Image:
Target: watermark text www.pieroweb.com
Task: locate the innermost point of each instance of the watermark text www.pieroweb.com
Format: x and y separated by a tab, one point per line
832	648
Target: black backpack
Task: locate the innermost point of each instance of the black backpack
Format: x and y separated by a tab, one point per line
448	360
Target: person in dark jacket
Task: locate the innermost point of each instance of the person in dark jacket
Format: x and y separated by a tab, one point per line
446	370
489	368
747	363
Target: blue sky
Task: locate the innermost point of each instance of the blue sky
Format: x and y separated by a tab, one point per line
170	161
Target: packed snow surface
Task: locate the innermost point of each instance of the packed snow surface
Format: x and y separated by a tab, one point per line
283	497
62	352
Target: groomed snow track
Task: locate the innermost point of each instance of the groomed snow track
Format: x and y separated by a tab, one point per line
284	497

-=-=-

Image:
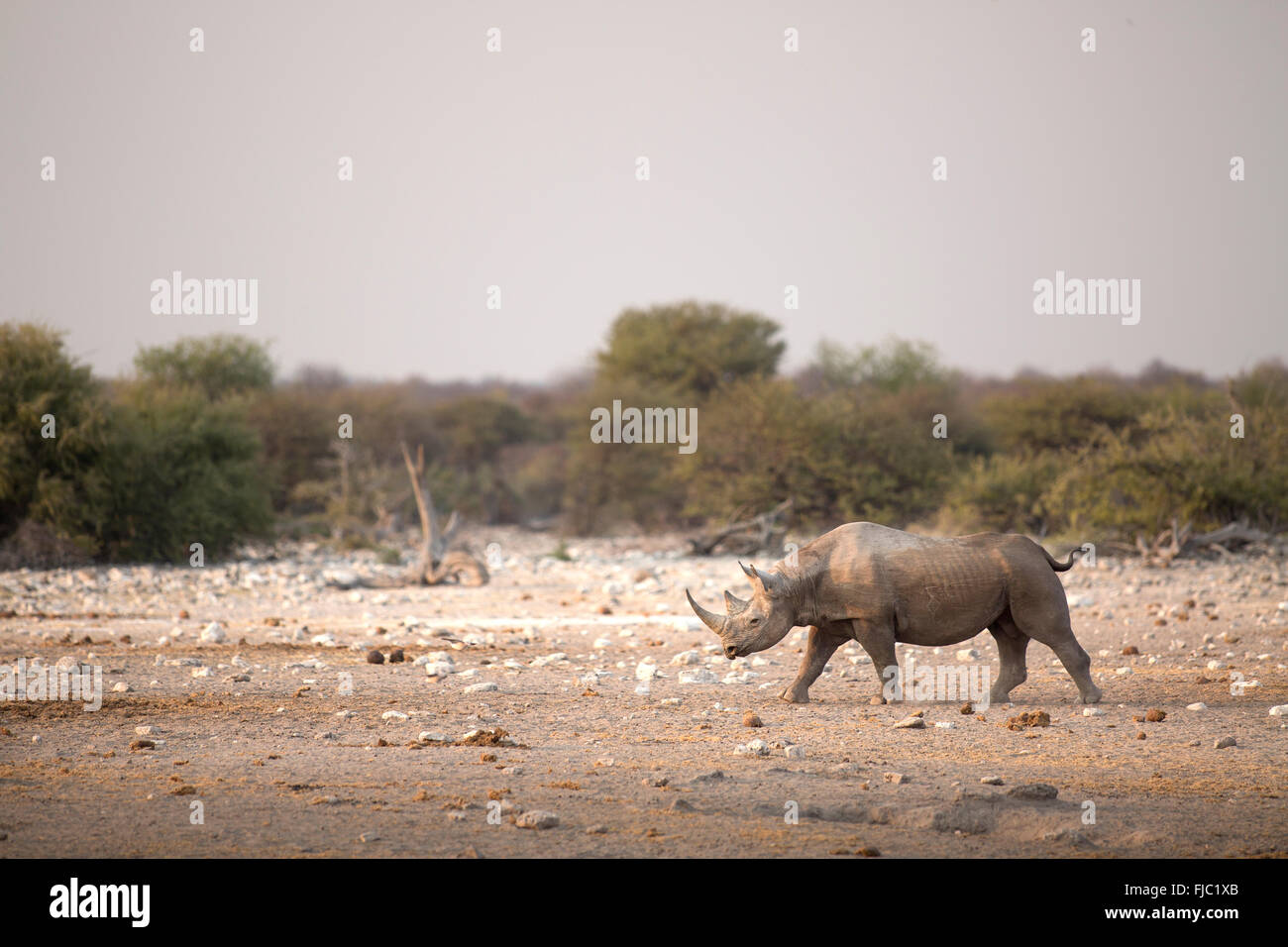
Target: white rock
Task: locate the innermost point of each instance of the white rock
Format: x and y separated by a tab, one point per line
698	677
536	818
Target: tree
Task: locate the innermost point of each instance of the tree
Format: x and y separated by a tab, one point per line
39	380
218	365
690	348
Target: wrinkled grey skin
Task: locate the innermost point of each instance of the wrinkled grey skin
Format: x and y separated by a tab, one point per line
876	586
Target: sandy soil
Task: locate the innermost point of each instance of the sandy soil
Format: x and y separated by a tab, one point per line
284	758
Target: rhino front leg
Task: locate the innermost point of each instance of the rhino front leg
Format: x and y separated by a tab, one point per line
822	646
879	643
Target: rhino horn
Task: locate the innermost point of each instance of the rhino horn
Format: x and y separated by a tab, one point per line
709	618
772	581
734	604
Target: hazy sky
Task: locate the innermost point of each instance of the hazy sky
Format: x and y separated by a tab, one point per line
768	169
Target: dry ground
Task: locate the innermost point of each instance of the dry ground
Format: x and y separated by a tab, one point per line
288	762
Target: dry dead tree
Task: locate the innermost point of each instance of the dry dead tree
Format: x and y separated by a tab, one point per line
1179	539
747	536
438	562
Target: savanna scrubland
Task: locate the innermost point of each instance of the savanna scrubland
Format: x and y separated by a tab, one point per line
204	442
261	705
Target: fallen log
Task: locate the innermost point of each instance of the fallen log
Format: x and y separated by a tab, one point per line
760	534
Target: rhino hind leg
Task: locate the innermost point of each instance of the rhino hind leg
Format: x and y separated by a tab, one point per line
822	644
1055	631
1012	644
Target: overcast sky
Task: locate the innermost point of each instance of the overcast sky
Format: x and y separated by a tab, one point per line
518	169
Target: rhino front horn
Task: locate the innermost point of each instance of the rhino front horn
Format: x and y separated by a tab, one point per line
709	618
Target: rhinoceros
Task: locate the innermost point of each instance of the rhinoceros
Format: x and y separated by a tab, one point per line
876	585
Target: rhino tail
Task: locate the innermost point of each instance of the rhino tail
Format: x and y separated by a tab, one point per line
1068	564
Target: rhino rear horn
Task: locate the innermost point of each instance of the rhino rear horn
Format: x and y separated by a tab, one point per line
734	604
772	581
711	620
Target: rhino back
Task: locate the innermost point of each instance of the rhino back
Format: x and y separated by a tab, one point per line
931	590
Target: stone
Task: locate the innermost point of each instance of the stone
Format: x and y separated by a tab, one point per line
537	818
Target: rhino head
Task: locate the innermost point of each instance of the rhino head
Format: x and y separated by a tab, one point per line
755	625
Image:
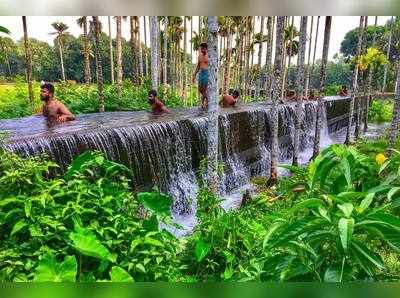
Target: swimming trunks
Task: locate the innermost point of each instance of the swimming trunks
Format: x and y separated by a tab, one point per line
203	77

-=-=-

SHORT TASK = Return each line of the material above that contains the string "backpack". Matching is case-sensitive.

TASK RESPONSE =
Target: black backpack
Task: locate the innermost point of each instance of the black backpack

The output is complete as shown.